→ Work to complete
Count the lines in the records below that contain the word "wall", and reply with that number alone.

→ Supplied material

|---|

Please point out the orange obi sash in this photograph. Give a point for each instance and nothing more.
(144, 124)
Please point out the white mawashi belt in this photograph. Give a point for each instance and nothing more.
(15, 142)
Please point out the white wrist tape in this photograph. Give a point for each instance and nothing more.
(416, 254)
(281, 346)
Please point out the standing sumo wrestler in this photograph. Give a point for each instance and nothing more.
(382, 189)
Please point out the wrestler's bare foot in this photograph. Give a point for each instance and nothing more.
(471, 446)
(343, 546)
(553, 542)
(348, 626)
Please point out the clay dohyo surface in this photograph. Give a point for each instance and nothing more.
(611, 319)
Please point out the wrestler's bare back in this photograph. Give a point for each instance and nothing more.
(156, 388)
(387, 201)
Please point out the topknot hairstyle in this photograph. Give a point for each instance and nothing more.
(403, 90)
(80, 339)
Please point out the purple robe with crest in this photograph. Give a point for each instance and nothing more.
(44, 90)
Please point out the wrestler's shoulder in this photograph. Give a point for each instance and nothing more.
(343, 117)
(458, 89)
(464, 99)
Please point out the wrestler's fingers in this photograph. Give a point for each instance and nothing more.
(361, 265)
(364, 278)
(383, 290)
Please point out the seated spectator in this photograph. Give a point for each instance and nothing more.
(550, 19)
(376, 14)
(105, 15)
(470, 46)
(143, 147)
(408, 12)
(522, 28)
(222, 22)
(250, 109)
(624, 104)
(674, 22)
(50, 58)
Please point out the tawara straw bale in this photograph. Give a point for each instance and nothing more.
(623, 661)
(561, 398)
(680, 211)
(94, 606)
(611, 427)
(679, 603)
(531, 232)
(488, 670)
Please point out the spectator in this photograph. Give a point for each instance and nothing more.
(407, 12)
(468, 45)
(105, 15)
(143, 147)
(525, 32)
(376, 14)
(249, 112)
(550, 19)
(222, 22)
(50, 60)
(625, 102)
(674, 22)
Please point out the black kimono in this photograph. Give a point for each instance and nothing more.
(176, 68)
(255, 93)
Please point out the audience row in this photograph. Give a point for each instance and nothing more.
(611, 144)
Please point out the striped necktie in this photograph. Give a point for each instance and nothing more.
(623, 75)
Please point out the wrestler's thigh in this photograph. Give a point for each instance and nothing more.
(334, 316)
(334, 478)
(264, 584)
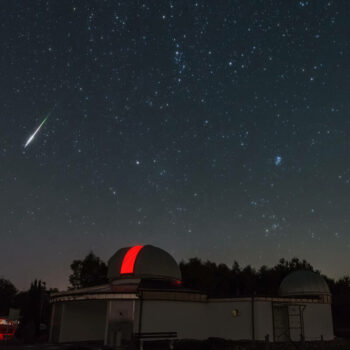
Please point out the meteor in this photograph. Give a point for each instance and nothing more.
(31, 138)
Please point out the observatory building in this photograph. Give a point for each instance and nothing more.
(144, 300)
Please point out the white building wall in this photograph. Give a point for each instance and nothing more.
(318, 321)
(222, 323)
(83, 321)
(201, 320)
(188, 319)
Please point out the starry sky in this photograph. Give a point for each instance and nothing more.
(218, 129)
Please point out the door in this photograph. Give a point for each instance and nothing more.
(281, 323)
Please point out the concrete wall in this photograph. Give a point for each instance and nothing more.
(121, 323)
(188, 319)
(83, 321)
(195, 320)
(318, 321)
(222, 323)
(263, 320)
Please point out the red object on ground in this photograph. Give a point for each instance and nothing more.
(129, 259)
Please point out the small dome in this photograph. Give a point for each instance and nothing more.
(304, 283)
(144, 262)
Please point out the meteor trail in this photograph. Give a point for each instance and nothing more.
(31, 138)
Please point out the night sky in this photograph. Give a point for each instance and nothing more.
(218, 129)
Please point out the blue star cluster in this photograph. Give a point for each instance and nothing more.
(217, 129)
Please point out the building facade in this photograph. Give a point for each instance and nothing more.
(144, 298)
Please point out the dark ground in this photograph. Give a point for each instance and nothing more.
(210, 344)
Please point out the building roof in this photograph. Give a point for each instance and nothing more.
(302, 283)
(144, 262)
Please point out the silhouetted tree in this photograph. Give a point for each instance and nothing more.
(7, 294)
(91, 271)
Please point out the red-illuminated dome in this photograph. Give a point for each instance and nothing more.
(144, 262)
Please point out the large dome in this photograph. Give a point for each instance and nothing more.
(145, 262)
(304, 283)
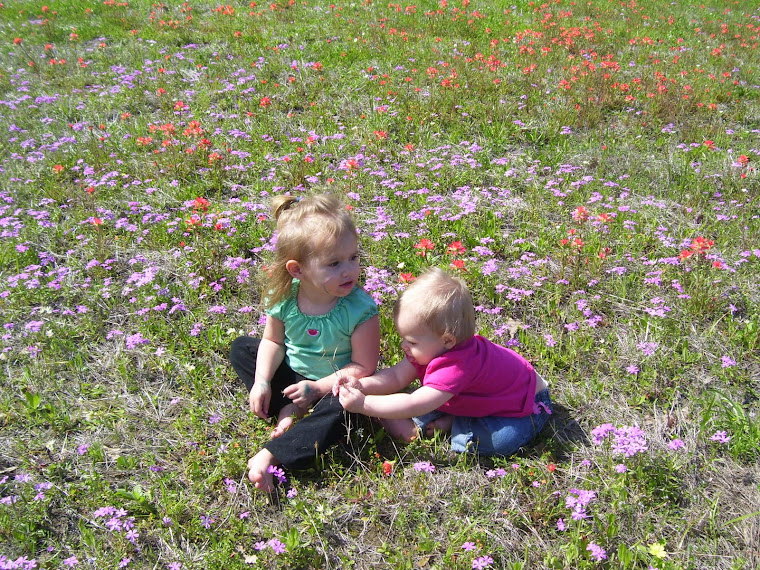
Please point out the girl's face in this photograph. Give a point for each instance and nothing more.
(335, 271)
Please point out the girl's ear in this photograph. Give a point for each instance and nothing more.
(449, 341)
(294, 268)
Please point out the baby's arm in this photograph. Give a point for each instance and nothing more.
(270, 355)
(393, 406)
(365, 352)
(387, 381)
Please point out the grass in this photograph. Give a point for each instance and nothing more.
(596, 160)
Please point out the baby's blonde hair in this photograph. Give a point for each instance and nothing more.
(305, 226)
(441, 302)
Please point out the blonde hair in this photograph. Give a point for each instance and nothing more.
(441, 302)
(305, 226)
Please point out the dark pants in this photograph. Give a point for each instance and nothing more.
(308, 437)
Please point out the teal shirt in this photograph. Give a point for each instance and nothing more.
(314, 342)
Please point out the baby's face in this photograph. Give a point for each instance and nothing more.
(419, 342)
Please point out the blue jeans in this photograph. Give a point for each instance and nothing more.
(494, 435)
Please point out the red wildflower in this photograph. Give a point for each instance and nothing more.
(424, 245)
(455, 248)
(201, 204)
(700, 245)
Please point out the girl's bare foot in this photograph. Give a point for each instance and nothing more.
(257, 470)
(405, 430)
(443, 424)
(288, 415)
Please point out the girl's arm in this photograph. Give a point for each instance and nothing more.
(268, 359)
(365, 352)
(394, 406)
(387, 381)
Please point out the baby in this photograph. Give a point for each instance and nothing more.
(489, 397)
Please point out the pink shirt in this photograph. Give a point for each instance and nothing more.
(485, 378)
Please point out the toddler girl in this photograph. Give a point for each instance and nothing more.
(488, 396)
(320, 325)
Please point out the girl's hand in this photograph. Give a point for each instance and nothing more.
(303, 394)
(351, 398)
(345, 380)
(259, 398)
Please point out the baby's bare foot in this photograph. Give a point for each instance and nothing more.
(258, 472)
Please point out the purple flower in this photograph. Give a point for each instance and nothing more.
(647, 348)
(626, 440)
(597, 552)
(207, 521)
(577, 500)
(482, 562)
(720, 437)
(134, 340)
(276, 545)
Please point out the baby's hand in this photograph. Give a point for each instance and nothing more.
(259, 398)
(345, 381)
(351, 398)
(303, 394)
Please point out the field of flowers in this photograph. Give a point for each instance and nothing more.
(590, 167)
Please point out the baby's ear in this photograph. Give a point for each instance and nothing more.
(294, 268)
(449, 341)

|---|

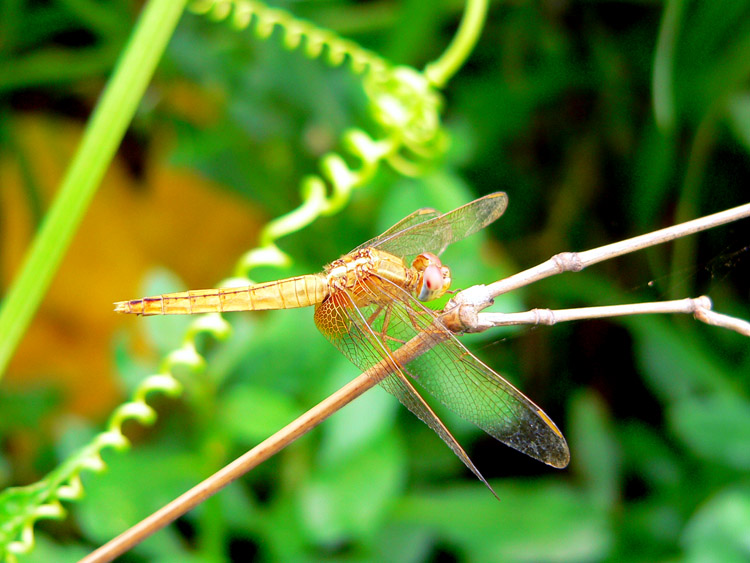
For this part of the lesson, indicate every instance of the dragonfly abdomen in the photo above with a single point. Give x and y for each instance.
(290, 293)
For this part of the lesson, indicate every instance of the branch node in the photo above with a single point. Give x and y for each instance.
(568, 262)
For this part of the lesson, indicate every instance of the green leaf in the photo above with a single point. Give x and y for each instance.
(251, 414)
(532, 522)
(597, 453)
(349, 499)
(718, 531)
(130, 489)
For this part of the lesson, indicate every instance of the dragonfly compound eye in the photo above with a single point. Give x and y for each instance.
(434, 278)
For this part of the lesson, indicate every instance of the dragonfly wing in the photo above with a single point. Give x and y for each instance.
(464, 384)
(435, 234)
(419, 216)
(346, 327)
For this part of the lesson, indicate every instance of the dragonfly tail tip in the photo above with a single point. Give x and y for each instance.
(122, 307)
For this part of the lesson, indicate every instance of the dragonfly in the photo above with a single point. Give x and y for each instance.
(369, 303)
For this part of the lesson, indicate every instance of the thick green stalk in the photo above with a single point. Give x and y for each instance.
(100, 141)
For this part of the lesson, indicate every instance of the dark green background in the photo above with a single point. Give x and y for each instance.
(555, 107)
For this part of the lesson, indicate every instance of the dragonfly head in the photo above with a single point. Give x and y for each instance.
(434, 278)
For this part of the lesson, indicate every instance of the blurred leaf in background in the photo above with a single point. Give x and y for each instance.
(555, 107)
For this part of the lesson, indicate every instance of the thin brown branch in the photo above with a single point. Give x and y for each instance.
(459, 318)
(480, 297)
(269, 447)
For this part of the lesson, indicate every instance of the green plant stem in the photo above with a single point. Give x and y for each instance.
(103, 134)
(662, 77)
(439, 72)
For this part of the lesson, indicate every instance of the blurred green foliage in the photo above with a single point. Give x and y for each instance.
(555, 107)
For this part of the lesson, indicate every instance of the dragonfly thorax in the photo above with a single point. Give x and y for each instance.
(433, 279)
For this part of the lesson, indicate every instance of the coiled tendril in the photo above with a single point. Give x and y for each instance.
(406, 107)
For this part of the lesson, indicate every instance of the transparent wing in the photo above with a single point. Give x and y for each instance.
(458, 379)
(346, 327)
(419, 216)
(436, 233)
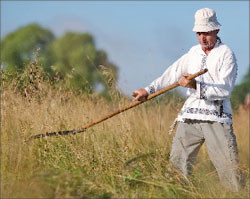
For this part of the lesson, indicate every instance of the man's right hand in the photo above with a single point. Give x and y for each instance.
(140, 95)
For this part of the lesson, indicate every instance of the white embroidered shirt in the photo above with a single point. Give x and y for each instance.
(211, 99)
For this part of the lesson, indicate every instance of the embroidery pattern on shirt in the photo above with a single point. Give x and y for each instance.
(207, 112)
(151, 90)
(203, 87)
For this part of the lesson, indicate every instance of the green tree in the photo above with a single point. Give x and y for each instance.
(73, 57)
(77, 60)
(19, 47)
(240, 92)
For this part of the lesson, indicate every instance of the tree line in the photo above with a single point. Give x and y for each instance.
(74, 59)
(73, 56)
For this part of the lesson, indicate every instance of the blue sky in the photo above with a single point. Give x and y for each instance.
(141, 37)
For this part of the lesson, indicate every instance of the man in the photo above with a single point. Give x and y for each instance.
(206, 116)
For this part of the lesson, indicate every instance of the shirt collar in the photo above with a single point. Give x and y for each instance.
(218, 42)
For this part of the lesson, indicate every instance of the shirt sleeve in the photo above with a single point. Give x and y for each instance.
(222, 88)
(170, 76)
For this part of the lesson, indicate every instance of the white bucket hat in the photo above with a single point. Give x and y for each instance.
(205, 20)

|---|

→ Finished answer
2